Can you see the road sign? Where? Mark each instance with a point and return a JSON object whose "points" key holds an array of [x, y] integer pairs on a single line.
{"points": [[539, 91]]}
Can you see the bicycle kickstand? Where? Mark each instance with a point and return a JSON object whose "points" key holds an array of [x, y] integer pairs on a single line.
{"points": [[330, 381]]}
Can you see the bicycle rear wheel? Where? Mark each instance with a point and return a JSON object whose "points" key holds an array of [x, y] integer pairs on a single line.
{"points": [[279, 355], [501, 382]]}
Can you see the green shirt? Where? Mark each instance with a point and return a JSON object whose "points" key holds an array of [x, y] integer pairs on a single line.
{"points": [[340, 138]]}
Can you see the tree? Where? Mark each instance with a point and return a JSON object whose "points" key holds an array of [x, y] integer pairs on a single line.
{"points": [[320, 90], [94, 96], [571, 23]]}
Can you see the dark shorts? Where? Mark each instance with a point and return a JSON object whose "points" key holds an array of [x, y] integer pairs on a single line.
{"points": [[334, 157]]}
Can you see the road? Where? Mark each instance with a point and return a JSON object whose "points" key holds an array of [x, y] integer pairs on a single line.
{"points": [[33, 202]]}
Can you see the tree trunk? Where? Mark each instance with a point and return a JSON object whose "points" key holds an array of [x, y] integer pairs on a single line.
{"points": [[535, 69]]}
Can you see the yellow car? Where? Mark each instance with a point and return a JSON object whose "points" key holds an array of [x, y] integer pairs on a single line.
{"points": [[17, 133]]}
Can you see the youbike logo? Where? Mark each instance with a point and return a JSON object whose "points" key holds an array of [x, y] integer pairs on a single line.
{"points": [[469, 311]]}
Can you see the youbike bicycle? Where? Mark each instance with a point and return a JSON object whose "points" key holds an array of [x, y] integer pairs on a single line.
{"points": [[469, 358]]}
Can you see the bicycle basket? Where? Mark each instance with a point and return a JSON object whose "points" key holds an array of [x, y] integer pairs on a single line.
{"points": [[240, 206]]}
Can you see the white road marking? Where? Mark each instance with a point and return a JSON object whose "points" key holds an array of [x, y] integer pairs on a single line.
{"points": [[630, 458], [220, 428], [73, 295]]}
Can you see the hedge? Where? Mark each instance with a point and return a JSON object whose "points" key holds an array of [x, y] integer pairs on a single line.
|---|
Requirement
Everything from the line containing "Can you see the white" through the end of the entries above should be retyped exactly, and nothing else.

Answer section
Can you see the white road marking? Where? Mark each instance with a point and return a JSON object whose "points" key holds an array of [x, y] integer pairs on a single line.
{"points": [[630, 458], [220, 428], [73, 295]]}
Can you see the hedge? Where? Mark each instance with a point and return a JSON object whose "points" key holds an array of [x, y] integer pairs on a single line.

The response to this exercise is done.